-------- Dataset records
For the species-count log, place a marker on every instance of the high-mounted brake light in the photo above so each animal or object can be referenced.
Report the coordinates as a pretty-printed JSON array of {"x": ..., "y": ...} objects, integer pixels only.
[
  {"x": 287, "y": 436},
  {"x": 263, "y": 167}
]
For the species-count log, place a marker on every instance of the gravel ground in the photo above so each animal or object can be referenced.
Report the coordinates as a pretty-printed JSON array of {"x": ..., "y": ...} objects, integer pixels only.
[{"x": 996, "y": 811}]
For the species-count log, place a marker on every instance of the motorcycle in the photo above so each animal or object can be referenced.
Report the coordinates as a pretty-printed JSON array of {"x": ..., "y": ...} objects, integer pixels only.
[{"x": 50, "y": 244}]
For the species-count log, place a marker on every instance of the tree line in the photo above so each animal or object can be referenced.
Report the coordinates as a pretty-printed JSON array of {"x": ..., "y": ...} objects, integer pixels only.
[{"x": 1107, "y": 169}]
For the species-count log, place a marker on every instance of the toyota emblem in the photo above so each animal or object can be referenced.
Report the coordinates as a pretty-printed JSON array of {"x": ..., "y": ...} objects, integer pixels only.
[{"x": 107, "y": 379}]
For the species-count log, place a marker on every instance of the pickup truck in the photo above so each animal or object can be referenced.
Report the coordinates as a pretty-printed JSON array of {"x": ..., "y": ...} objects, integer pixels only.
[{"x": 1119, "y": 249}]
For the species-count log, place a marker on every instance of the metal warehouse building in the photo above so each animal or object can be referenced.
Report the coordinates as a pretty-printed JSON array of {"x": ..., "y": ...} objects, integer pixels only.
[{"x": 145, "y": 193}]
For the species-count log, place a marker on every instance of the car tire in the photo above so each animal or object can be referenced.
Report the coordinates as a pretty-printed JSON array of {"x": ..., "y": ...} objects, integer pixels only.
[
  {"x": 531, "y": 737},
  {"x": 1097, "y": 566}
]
----------------
*Challenge*
Please repeat every one of the records above verbatim, leaving out nothing and changing nothing.

*Exercise answer*
For the species-count log, place a marker on every instance of the high-mounted brake light in the photo above so each animal or object can be referenced.
Report the coordinates as a pretty-printed JSON array of {"x": ..., "y": ...} objects, integer pixels only.
[
  {"x": 287, "y": 436},
  {"x": 263, "y": 167}
]
For the species-count log, place a marker on every instance of the gravel ground in the photo above so each animal or object can be referenced.
Report the coordinates as a pretty-printed JSON array of {"x": ..., "y": ...} objects, integer pixels only.
[{"x": 996, "y": 811}]
For the species-count log, place a marker on every instance of the motorcycle in the photo above so each animal or object can be referenced.
Report the coordinates as a pretty-printed JSON array of {"x": ..., "y": ...} objects, integer pixels only.
[{"x": 50, "y": 244}]
For the species-count log, place a marker on every instance of the tree line in the photo above so each animal or object can be referenced.
Report the coordinates as a pretty-printed JSON array of {"x": ..., "y": ...} objects, integer pixels only.
[{"x": 1107, "y": 169}]
For the species-count log, place a marker on every instance of the toyota emblem in the photo above so each animal or object can be referenced.
Report the coordinates as a pretty-printed JSON array of {"x": ..., "y": ...} objects, integer pixels only.
[{"x": 107, "y": 379}]
For the species-count log, place a marker on every instance of the pickup truck in the photo above so each animal or object can be referenced.
Report the coordinates as a pretty-printed JSON array of {"x": ..., "y": ...} objects, integer pixels only.
[{"x": 1119, "y": 249}]
For the species-count log, place a marker on every instance of the metal warehouse building in the photo above so each animal or object can be referenced.
Report the coordinates as a pretty-printed JSON array of {"x": ..., "y": ...} objects, integer pixels only.
[{"x": 145, "y": 193}]
For the species-count log, place a marker on every instance of the car tire in the photo above so each animal or object can be referenced.
Report the coordinates as a pretty-printed JSON array of {"x": ..., "y": ...} objects, integer pixels only.
[
  {"x": 531, "y": 737},
  {"x": 1097, "y": 566}
]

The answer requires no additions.